** Task details **
Return each line of the material verbatim.

** Provided records **
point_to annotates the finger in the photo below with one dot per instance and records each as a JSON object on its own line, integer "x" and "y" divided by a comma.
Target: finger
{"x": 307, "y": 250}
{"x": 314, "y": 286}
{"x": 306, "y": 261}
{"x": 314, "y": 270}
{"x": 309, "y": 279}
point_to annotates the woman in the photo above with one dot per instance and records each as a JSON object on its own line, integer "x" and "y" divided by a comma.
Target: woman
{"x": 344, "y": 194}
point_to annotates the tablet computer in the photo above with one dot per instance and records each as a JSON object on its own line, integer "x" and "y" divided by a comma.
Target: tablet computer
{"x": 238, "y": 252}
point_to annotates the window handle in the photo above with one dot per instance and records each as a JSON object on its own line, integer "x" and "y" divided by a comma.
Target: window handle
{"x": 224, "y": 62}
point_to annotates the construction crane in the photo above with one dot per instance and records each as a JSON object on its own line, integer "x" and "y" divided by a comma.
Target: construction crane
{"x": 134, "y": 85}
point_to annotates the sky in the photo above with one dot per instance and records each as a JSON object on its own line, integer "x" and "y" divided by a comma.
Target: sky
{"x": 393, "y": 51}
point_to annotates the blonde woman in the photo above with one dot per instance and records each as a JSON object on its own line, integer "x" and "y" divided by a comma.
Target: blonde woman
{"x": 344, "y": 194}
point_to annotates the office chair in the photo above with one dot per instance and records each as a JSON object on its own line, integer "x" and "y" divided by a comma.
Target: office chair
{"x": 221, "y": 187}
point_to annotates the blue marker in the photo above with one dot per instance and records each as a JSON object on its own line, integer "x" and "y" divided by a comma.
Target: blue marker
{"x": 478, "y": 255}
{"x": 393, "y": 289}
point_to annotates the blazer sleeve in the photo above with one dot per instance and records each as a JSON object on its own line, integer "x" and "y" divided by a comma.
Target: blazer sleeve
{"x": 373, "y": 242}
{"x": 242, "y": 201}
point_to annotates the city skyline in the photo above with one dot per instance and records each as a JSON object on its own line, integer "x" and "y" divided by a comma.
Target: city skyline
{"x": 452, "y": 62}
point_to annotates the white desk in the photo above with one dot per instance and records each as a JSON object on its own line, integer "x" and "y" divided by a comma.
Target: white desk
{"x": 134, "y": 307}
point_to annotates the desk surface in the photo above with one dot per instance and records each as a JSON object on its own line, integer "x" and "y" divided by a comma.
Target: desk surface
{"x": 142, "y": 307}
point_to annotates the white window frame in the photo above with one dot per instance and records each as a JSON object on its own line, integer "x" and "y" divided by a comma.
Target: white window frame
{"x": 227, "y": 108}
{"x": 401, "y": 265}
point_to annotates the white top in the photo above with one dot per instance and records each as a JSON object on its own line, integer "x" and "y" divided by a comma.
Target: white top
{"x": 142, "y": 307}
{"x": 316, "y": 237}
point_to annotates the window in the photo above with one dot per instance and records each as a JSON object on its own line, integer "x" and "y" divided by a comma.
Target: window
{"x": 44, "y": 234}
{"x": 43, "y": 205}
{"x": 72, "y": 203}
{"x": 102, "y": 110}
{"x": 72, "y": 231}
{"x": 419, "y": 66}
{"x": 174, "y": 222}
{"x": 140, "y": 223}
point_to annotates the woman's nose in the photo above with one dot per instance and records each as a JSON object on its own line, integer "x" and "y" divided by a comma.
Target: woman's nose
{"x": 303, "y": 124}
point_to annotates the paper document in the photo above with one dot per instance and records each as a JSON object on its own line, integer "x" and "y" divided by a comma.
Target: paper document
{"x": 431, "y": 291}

** Completed task **
point_to annotates the finger in the photo below with one dot per instance and records each as a JSON object on its own line, integer "x" and "y" divided by a comma.
Target: finger
{"x": 307, "y": 250}
{"x": 314, "y": 286}
{"x": 306, "y": 261}
{"x": 314, "y": 270}
{"x": 309, "y": 279}
point_to annotates the woman in the photo above with one dot per instance and records each as a JSON object on its own line, integer "x" and "y" divided by a comma.
Target: woman
{"x": 344, "y": 194}
point_to annotates the tablet computer in the photo above with one dot per instance and records each as a JSON object on its own line, integer "x" and "y" divided by a comma.
Target: tablet computer
{"x": 238, "y": 252}
point_to annotates the window handle in the photo above with one dot per instance and records each as a JSON object on its own line, integer "x" and "y" divided by a comma.
Target: window handle
{"x": 224, "y": 62}
point_to annotates the construction crane in the photo above with one dot per instance and records each as a JSON object on its own line, integer "x" and "y" divided by a comma.
Target: construction crane
{"x": 134, "y": 85}
point_to annotates the sky in the photo above with one dot per instance and records each as a JSON object on its own line, integer "x" and "y" divided by a comma.
Target: sky
{"x": 393, "y": 51}
point_to annotates the blonde woman in the photo above with one dot per instance and records each as a JSON object on its own line, integer "x" and "y" divided by a comma.
Target: blonde woman
{"x": 344, "y": 194}
point_to annotates the office chair in the photo above with one dot per instance and records each as a JSON object on its own line, integer "x" and "y" divided by a comma.
Target: office chair
{"x": 221, "y": 187}
point_to annotates the blue marker in the photo above with one dot per instance and records each as a JSON object on its own line, integer "x" and "y" divided by a comma.
Target: blue marker
{"x": 478, "y": 255}
{"x": 393, "y": 289}
point_to annotates the blazer sleeve in the photo above with one dot per instance and records each as a JSON object on its own line, integer "x" and "y" divided by a comma.
Target: blazer sleeve
{"x": 373, "y": 242}
{"x": 242, "y": 201}
point_to annotates the city skyline in the photo above with one dot per instance and records each as a JSON object on its own line, integer "x" and "y" divided by a comma.
Target: city skyline
{"x": 452, "y": 62}
point_to annotates the white desk in the photo above with one dot per instance and records each as a JSON object on its own line, integer "x" and "y" divided by a comma.
Target: white desk
{"x": 134, "y": 307}
point_to annotates the desk surface in the photo above with one dot per instance and records each as a JSON object on its own line, integer "x" and "y" divided by a comma.
Target: desk surface
{"x": 142, "y": 307}
point_to annotates the white window frame in the photo above with one dot per instance and records each as a JSON object on its own line, integer "x" and "y" divided by a comma.
Target: white window frame
{"x": 227, "y": 108}
{"x": 401, "y": 265}
point_to annotates the white top in the photo above with one dot per instance and records each as a JSON object on its own line, integer "x" and "y" divided by a comma.
Target: white top
{"x": 142, "y": 307}
{"x": 316, "y": 237}
point_to annotates the window in the photo above with one dot per instance and records each as a JSON object on its own line, integer "x" and "y" divided by a comma.
Target: window
{"x": 44, "y": 234}
{"x": 43, "y": 205}
{"x": 72, "y": 203}
{"x": 102, "y": 110}
{"x": 72, "y": 231}
{"x": 419, "y": 66}
{"x": 174, "y": 222}
{"x": 140, "y": 223}
point_to annotates the woman's nose in the photo above with one dot per instance and records each as a JSON object on its own line, integer "x" and "y" divided by a comma.
Target: woman's nose
{"x": 303, "y": 124}
point_to annotates the paper document in the photo above with one dot per instance and records each as a JSON object on its own line, integer "x" and "y" divided by a comma.
Target: paper document
{"x": 431, "y": 291}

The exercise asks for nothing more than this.